TASK INSTRUCTIONS >>
Return all of the data exactly as given.

Start of EXTRACTED RECORDS

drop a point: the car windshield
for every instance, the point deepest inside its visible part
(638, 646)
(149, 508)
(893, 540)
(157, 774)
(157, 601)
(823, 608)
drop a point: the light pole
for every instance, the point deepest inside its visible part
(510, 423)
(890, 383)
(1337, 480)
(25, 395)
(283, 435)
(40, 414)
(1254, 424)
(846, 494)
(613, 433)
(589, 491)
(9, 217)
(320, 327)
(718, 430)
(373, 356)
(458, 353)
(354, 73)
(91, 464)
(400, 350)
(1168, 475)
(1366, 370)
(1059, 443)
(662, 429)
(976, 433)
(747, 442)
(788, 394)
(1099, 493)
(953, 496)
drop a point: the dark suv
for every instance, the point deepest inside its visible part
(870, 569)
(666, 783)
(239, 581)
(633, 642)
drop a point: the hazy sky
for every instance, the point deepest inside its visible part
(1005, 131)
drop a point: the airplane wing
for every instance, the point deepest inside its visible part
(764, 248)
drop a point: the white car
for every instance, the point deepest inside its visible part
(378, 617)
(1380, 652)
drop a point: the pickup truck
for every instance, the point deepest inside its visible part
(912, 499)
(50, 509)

End of EXTRACTED RECORDS

EXERCISE RESPONSE >>
drop a point: the car windshield
for every instance, the point deepest inside its visible part
(638, 646)
(149, 508)
(893, 540)
(157, 774)
(157, 601)
(823, 608)
drop a point: the light pole
for every instance, the point deepest inside its visible part
(510, 423)
(890, 383)
(1337, 480)
(25, 395)
(283, 435)
(40, 414)
(1254, 424)
(846, 494)
(613, 433)
(589, 491)
(9, 217)
(320, 327)
(718, 430)
(373, 356)
(458, 353)
(354, 73)
(91, 464)
(400, 350)
(1168, 475)
(1366, 370)
(1059, 443)
(662, 429)
(976, 433)
(747, 442)
(788, 394)
(1099, 493)
(953, 496)
drop a point: the dark suv
for every instance, the point deepest inside its visible part
(870, 569)
(666, 783)
(239, 581)
(633, 642)
drop a point: the hazy sky
for every instance, the point deepest inside its visible part
(1005, 131)
drop a point: the airplane wing
for every instance, the point deepest inside its visible part
(764, 248)
drop a point: the white car
for every instance, the point deepest inside its visible part
(378, 617)
(1380, 652)
drop a point: the pickup truck
for every instance, the point deepest inside its visible part
(912, 499)
(50, 509)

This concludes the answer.